MATERIAL FOR THE TASK:

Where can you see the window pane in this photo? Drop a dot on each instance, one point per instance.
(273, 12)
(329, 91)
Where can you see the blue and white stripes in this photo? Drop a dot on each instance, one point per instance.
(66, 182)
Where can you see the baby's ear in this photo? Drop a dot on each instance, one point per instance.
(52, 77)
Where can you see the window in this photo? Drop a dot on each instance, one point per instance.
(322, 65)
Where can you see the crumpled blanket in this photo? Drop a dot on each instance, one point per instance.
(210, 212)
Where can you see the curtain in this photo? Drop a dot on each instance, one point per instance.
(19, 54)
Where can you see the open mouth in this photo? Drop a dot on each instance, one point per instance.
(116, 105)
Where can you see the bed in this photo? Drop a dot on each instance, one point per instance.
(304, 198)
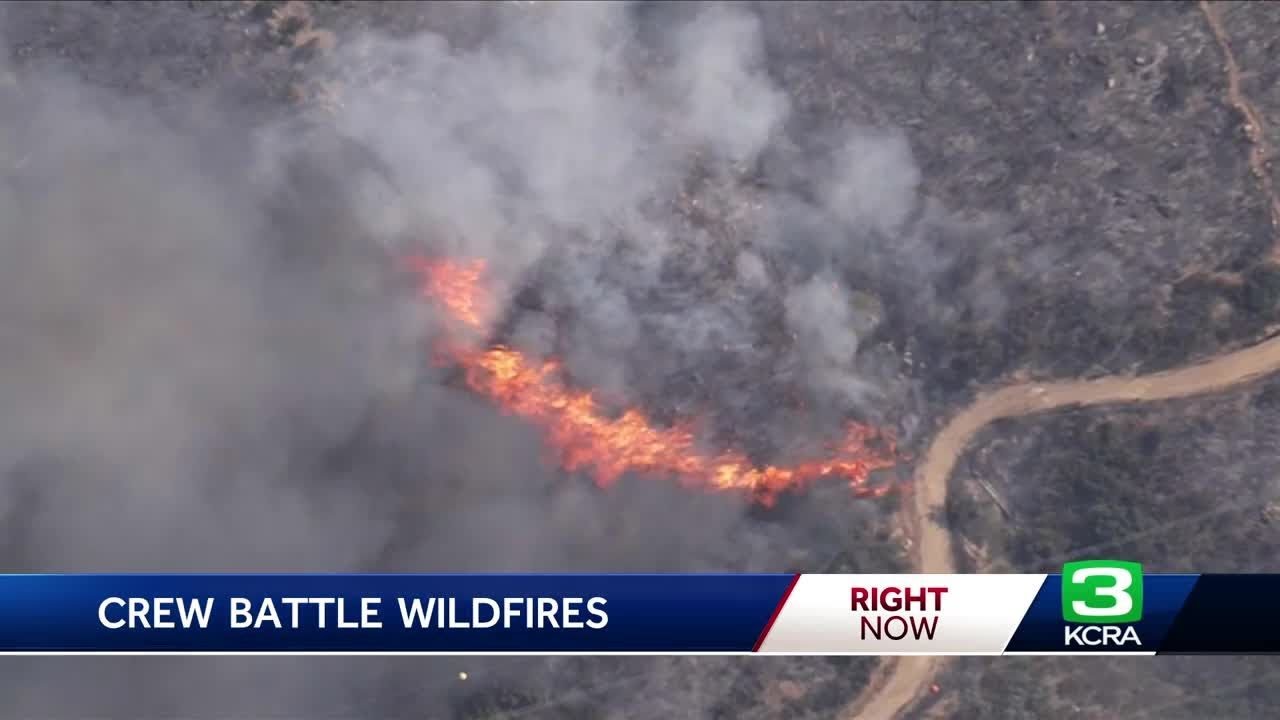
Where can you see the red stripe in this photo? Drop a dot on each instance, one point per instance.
(777, 611)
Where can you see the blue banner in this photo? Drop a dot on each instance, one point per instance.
(1048, 627)
(387, 613)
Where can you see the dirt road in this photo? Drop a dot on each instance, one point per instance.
(908, 677)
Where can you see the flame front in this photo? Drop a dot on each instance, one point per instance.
(586, 437)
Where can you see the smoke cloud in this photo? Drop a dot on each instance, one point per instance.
(205, 363)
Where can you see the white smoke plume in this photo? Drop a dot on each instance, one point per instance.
(204, 364)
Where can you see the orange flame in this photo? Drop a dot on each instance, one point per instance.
(586, 437)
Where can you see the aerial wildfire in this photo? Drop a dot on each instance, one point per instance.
(586, 437)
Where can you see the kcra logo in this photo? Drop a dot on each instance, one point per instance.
(1101, 600)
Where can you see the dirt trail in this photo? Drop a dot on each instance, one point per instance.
(909, 677)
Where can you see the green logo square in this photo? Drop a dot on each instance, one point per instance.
(1102, 592)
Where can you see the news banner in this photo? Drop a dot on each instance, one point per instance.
(1089, 607)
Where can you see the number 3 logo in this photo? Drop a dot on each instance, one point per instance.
(1102, 591)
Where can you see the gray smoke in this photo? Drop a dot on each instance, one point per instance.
(205, 365)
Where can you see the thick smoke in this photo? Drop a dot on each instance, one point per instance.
(206, 365)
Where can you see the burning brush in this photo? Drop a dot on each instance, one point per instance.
(586, 437)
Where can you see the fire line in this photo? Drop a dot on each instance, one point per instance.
(585, 437)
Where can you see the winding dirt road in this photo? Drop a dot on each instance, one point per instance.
(906, 678)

YOUR OBJECTIVE: Output the whole listing as a two-column CSV with the headers text and answer. Put each line asking for dots in its own row, with its wording under text and all of its points under answer. Quote every field, turn line breaks into spaces, and leave the pictures out.

RESULT OF THIS TASK:
text,answer
"Where can you see the window pane in this photo? Drop a dot on each instance, one point per instance.","(273, 12) (329, 91)"
"Where can you see the blue and white stripes in this photo? Drop a dot on each instance, one point per instance.","(66, 182)"
"Where can you see the baby's ear in this photo? Drop a dot on each instance, one point per instance.","(52, 77)"
"Where can you see the window in this photo? Drop a dot on each instance, one point per instance.","(322, 65)"
"Where can you see the crumpled blanket in this photo? Drop a dot on each instance, one point per instance.","(210, 212)"
"Where can you see the curtain in this photo? Drop a dot on each instance, one point per instance.","(19, 54)"
"Where can you see the open mouth in this photo? Drop a dot on each instance, one point per instance.","(116, 105)"
"Where can you see the bed in this photo? Drop a dot on each instance, one point per instance.","(304, 198)"
"Where can you see the red stripe in this photo? Drop a dot on each instance, one point per instance.","(777, 611)"
"Where can you see the blue banner in this photo? Drop a dot on each instance, one point per instance.","(1048, 627) (387, 613)"
"Where can you see the dirt road in this photo? Drop a dot on each instance, one point per instance.","(908, 677)"
"Where can you see the flame front in this photo? Drop a dot on each instance, one point per instance.","(586, 437)"
"Where can you see the smoke cloud in this photo? Drop a dot on each instance, one point per instance.","(205, 363)"
"Where can you see the white smoke plume in this photo? Drop a dot on each instance, one point per instance.","(204, 364)"
"Where can you see the orange flame in this photo? Drop a dot on each instance, one point per instance.","(586, 437)"
"Where can you see the aerial wildfire in this photo? Drop a dot on each instance, one point per instance.","(586, 437)"
"Where can you see the kcra logo in this photo? Drop a dot on each instance, one point per instance.","(1101, 600)"
"Where can you see the dirt trail in this photo? Drop a dot on each instance, one point per instance.","(909, 677)"
"Where can you see the green logo square in this photo? Drop a dot on each instance, one point per instance.","(1102, 592)"
"Where can you see the news banner in this photo? Drop a dot on each instance, one point per instance.","(1089, 607)"
"Where can you see the number 3 logo in this photo? Drop a dot on each instance, one point per instance.","(1102, 591)"
"Where can you see the gray smoke in this photo? Drop a dot on each instance, one point per instance.","(205, 365)"
"Where can you see the thick smoke in this photo? Drop a dot on each instance, one point per instance.","(206, 365)"
"Where can you see the burning brush in this photo? Drop a dot on each instance, one point per instance.","(586, 437)"
"Where can you see the fire line in this photo? Drop a dot on each instance, one point per instance.","(585, 437)"
"Where can you see the winding dirt road in this photo? Drop a dot on each instance, one point per instance.","(906, 678)"